# What to work on
The data below should be duplicated in full, unchanged.
________________________________________
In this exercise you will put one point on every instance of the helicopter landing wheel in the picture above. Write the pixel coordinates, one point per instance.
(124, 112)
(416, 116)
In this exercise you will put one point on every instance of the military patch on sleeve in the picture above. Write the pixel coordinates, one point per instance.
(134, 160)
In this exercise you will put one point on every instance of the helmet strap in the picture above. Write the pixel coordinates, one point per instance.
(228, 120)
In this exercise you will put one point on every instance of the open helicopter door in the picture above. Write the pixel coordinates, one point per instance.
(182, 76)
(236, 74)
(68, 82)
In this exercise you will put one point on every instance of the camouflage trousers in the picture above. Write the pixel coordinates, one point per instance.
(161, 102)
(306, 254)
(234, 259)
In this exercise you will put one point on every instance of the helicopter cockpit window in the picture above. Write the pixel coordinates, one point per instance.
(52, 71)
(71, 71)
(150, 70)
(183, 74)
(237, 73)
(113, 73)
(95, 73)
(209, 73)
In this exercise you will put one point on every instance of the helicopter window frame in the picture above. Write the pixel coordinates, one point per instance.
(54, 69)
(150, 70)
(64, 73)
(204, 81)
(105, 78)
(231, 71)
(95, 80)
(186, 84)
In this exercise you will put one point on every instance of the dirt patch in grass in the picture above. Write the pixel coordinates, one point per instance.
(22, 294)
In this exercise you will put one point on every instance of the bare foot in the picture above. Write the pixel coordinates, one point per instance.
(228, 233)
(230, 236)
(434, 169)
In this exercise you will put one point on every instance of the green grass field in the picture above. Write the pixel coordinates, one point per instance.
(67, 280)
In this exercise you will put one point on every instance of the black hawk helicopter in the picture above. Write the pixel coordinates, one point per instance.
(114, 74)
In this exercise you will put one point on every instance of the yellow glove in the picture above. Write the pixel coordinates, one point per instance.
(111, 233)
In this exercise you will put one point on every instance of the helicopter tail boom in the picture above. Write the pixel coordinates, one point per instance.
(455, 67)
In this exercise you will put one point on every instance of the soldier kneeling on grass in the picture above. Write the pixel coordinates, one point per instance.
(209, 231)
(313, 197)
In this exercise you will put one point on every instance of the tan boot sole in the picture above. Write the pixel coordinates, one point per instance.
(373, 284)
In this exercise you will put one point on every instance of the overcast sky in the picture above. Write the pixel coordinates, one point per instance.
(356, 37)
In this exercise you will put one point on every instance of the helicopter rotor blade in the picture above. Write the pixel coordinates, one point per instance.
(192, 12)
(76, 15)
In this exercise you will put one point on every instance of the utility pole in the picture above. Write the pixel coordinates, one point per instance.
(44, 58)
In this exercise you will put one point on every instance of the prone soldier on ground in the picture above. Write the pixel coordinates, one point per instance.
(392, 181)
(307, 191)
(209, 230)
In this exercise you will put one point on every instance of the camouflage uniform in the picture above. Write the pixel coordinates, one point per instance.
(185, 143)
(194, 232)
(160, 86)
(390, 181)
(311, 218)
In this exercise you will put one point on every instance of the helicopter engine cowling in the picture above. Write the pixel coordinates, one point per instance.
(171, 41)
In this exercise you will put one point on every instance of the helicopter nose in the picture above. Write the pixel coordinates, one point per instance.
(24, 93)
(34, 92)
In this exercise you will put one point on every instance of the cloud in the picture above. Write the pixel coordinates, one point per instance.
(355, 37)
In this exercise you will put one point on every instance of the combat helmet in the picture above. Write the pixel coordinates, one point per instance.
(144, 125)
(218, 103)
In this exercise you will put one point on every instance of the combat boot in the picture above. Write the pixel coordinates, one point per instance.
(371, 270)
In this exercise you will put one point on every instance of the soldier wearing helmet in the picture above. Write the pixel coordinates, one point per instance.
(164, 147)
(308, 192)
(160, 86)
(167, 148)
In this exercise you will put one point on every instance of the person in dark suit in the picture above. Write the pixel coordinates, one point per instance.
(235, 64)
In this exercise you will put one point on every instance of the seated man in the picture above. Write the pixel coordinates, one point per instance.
________________________________________
# Task response
In this exercise you will put one point on every instance of the helicopter landing wheel in the picture above. Write the pixel coordinates, one point per instance.
(124, 112)
(416, 116)
In this exercise you will put one point on every instance of the military patch on sleeve in the picture above. Write the pixel coordinates, one point per instance.
(134, 160)
In this exercise you will put one point on every instance of the helmet strap in the picture above. Write the pixel coordinates, one point per instance.
(228, 120)
In this exercise you will put one point on every instance of the open helicopter door in the picture above. Write the pixel coordinates, one point per instance.
(182, 76)
(236, 74)
(68, 82)
In this exercise you will put one point on every instance of the camouflage trousers in the picture above. Write the pixel coordinates, one point per instance.
(161, 102)
(306, 254)
(234, 259)
In this exercise you will put one point on every instance of the helicopter cockpit window in the picture above. Write the pixel coordinates, one point per instance.
(52, 71)
(71, 71)
(150, 70)
(183, 74)
(237, 73)
(113, 73)
(95, 73)
(209, 73)
In this exercise you will put one point on every instance of the helicopter window frame in the picture above. Write the pixel coordinates, one point per instance.
(54, 69)
(150, 70)
(64, 73)
(204, 81)
(105, 78)
(231, 71)
(95, 80)
(186, 84)
In this exercise you will put one point on every instance of the dirt patch in grass in the picture above. Write the pixel coordinates, one point per instance.
(22, 294)
In this exercise you will put one point on every instance of the bare foot in the picture above. Write the pixel coordinates, one point per instance.
(228, 233)
(230, 236)
(434, 169)
In this exercise you will put one point on every instance of the green grass field in the picture above. Write the pixel coordinates, one point per instance.
(67, 280)
In this exercise you will put one point on every instance of the black hawk helicopter in the picture above. Write the pixel coordinates, one point per instance.
(114, 74)
In this exercise you will put one point on every instance of the yellow glove in the picture above. Write the pixel coordinates, one point per instance.
(111, 233)
In this exercise you will put one point on every instance of the helicopter tail boom in the picture above. Write the pixel coordinates, one point per instance.
(455, 67)
In this exercise you will put one point on every instance of the soldier kneeling on grass in the picture above. Write the pixel coordinates, one point per instance.
(209, 231)
(313, 197)
In this exercise you will put one point on every instance of the tan boot sole in the picture above. Write the pixel coordinates, one point per instance.
(373, 284)
In this exercise you will put one point on every instance of the overcast sky in the picture above. Write the pixel coordinates, one point per instance.
(356, 37)
In this exercise you will put one point on every instance of the helicopter rotor blade in the picture above. Write the pixel coordinates, one point per instance.
(192, 12)
(76, 15)
In this exercise you will put one point on every instance of the utility pole in the picture above. Write the pixel coordinates, one point per instance.
(44, 58)
In this exercise you will put one point on every instance of the prone soldier on ground in the picture above. Write the pixel coordinates, one point per instance.
(392, 181)
(307, 191)
(209, 230)
In this exercise you will put one point on every instance of the camouflage uniform in the picture above. Write the pixel coordinates, one point per instance.
(185, 143)
(194, 232)
(160, 86)
(390, 181)
(311, 218)
In this exercise you will put one point on every instance of the helicopter engine cowling in the picture above. Write the pixel coordinates, one point per instance.
(171, 41)
In this exercise you will put one point on every instance of the helicopter nose in the picture above. Write the pixel coordinates, one point per instance.
(24, 93)
(34, 92)
In this exercise you will put one point on every instance of the cloud in the picture above. Write the pixel coordinates, one point per instance.
(355, 37)
In this exercise you will put one point on every instance of the combat helmet in the picture above. Write the pixel coordinates, one point per instance.
(144, 125)
(218, 103)
In this exercise you will put one point on every instance of the combat boot in the picture above. Write the pixel coordinates, one point per instance.
(371, 270)
In this exercise you will put one point on every instance of the soldier wearing helmet in the picture above. Write the pixel coordinates, one point per instance.
(164, 147)
(308, 192)
(160, 86)
(167, 148)
In this exercise you will put one point on every instance of the person in dark suit in the picture above. Write the pixel coordinates, one point per instance.
(235, 64)
In this exercise you will put one point on every instance of the seated man in the picture above. Write the pixel coordinates, one point per instance.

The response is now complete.